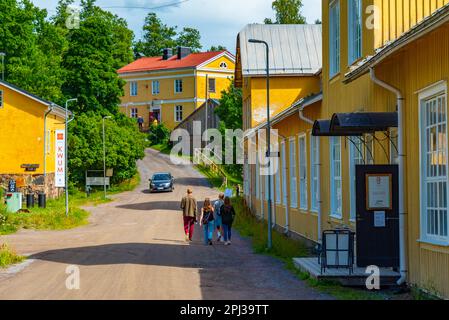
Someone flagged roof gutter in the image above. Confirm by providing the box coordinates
[369,67,408,285]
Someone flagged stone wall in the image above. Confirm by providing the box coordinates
[0,173,64,199]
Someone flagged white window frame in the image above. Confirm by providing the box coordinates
[418,82,449,246]
[151,80,161,96]
[348,137,365,222]
[131,108,139,119]
[281,139,288,207]
[175,79,184,93]
[310,134,320,213]
[129,81,139,97]
[329,137,343,219]
[289,137,298,209]
[175,105,184,123]
[348,0,363,65]
[298,134,309,210]
[329,0,341,78]
[207,78,217,93]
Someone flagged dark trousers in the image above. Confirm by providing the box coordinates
[184,217,195,240]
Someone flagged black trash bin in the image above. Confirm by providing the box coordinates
[37,193,47,209]
[26,193,34,208]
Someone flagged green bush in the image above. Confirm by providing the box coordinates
[148,124,170,146]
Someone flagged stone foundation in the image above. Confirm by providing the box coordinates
[0,173,64,199]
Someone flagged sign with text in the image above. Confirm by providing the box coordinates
[55,130,66,188]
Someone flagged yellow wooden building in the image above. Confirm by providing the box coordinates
[235,24,322,240]
[118,47,235,130]
[0,81,65,197]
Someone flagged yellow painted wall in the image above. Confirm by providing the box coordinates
[0,84,64,174]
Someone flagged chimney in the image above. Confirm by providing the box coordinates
[162,48,173,60]
[178,47,192,60]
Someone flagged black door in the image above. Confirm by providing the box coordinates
[356,165,399,268]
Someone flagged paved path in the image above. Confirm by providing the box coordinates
[0,150,328,300]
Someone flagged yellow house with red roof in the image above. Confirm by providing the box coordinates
[118,47,235,130]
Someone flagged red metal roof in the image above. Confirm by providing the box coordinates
[118,51,229,74]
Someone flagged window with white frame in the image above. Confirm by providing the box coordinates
[330,137,342,219]
[390,128,399,164]
[275,149,282,204]
[348,0,362,65]
[348,137,365,221]
[131,108,139,119]
[289,138,298,208]
[310,136,320,212]
[175,79,182,93]
[420,84,449,244]
[151,80,161,96]
[329,0,340,77]
[298,135,309,210]
[175,106,183,122]
[281,140,287,206]
[207,78,216,93]
[129,81,138,97]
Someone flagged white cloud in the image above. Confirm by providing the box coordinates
[32,0,321,52]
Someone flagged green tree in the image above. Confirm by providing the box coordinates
[265,0,306,24]
[0,0,67,102]
[134,12,176,57]
[68,111,145,186]
[60,0,133,114]
[176,27,203,52]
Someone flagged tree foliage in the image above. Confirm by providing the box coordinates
[265,0,306,24]
[134,12,202,58]
[68,111,145,185]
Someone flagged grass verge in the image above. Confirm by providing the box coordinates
[229,198,408,300]
[0,175,140,235]
[0,244,25,268]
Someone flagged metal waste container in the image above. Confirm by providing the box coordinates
[26,193,34,208]
[37,193,47,209]
[6,192,22,213]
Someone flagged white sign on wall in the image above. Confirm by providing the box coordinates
[55,130,66,188]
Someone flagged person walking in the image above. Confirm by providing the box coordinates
[214,193,224,242]
[200,198,215,245]
[221,197,235,246]
[181,188,197,241]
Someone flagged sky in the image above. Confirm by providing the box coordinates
[32,0,321,53]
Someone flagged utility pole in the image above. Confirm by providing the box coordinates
[248,39,273,249]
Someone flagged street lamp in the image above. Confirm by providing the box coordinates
[248,39,273,249]
[103,116,112,199]
[0,52,6,81]
[65,98,78,217]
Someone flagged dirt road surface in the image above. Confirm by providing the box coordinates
[0,150,329,300]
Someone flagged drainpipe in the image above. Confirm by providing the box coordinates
[299,106,322,243]
[44,104,54,192]
[370,67,408,285]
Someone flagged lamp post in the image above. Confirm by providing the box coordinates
[103,116,112,199]
[248,39,273,249]
[0,52,6,81]
[64,98,78,217]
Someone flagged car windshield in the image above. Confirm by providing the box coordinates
[153,174,171,181]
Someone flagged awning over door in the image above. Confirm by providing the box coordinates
[312,112,398,137]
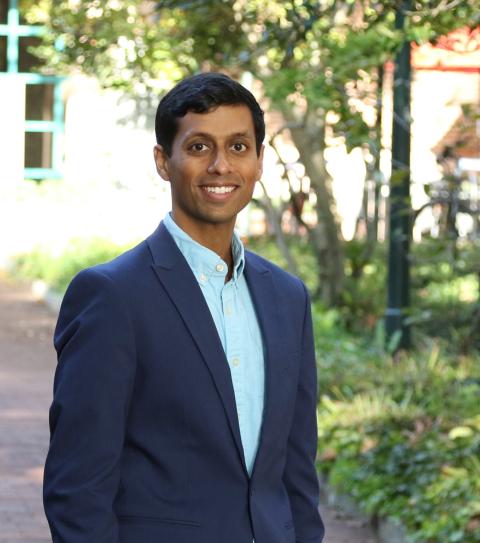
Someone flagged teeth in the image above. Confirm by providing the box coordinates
[204,187,235,194]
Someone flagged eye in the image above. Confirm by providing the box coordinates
[232,141,247,153]
[189,141,207,153]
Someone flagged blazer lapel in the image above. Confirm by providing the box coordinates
[245,253,285,477]
[147,223,246,471]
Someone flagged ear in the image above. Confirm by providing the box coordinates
[153,143,170,181]
[257,143,265,181]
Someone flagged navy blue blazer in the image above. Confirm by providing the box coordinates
[44,224,324,543]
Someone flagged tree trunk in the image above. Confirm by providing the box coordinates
[257,181,298,275]
[290,111,344,307]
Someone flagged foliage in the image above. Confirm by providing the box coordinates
[11,238,130,293]
[23,0,478,305]
[318,343,480,543]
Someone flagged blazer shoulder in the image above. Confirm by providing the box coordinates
[245,250,307,296]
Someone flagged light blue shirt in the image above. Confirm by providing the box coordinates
[163,213,265,475]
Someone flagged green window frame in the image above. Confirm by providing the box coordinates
[0,0,65,181]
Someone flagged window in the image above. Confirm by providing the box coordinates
[0,0,64,180]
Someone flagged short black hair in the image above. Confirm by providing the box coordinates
[155,72,265,156]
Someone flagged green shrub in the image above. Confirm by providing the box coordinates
[11,238,131,293]
[318,339,480,543]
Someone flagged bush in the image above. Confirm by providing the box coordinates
[318,337,480,543]
[11,238,131,293]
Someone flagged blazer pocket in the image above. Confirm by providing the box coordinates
[118,515,200,528]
──────
| INSTRUCTIONS FOR THE TASK |
Repeat the lines of the records verbatim, starting at the line holding "Someone flagged chimney" and ending at the line holding "[32,0,321,52]", both ends included.

| ANSWER BELOW |
Someone flagged chimney in the image above. Confirm by providing the box coordinates
[162,48,173,60]
[178,47,192,60]
Someone flagged black door in the image above. Confirm by providing the box coordinates
[356,165,399,268]
Someone flagged paved path in the image above. Confirm by providing the box coordinates
[0,150,328,300]
Someone flagged yellow house with red roof in the image above. Confirm by providing the box coordinates
[118,47,235,130]
Someone flagged red metal roof in the image above. Confirm by providing the box coordinates
[118,51,229,74]
Someone flagged window with white frame in the image above. Confirm by providing the box coordinates
[330,137,342,219]
[390,128,399,164]
[275,149,282,204]
[348,0,362,65]
[348,137,365,221]
[131,108,139,119]
[289,138,298,208]
[310,136,320,212]
[175,79,182,93]
[420,84,449,244]
[151,80,161,96]
[329,0,340,77]
[298,135,309,210]
[175,106,183,122]
[281,140,287,206]
[207,78,216,93]
[129,81,138,97]
Someone flagged white cloud in the image above. Confirm by providing the box coordinates
[32,0,321,52]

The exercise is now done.